* Task to carry out
The task requires restating, word for word, the lines of the entries below from the one containing "Target = elephant tusk" through the final one, both included.

Natural-language object grounding data
= = = = =

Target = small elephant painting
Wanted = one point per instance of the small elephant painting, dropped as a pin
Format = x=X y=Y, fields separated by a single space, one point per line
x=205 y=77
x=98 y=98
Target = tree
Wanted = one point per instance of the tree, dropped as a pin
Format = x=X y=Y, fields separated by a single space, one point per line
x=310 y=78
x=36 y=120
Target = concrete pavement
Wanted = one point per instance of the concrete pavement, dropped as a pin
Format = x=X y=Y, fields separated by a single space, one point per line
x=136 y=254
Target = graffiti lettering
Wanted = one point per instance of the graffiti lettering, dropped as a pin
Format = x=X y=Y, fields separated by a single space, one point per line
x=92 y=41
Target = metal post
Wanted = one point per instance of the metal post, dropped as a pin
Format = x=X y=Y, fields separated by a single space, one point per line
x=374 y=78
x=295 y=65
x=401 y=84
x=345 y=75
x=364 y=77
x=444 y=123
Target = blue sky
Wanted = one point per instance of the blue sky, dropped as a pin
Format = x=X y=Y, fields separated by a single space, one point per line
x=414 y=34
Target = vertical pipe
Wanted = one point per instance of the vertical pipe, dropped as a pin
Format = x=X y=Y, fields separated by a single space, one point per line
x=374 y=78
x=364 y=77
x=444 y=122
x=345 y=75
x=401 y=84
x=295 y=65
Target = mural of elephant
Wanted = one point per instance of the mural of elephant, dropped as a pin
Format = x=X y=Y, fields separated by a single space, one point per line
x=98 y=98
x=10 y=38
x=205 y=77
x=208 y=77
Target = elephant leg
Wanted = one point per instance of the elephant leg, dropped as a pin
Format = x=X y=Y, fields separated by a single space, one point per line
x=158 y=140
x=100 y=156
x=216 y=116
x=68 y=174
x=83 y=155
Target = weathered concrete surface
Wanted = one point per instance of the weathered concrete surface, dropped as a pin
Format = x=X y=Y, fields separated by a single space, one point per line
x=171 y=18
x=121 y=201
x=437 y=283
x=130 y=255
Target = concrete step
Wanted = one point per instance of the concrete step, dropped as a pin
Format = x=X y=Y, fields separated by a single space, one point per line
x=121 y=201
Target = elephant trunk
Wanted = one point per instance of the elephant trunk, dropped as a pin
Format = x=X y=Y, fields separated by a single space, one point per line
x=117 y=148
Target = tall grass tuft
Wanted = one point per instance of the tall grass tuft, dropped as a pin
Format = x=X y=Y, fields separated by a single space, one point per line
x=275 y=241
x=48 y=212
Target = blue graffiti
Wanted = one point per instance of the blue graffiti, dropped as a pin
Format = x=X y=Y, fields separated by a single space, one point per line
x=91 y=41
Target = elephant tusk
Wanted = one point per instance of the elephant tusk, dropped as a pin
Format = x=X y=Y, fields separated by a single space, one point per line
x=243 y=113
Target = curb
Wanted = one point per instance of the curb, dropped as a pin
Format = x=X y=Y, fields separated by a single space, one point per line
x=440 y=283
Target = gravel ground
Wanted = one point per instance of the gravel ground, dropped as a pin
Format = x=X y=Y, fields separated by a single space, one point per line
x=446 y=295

= = = = =

* Task result
Target = elephant tusk
Wanted = one point per instance of the elephant tusk, dropped as a pin
Format = x=X y=Y, fields separated by a single space, one point per line
x=243 y=113
Target = curb
Wanted = one point per instance of the curb, dropped as a pin
Format = x=X y=Y, fields separated by a single space, one point per line
x=440 y=283
Target = gravel ground
Wanted = one point per instance of the gravel ground, dropped as a pin
Format = x=X y=Y, fields separated by a single space, one point per line
x=446 y=295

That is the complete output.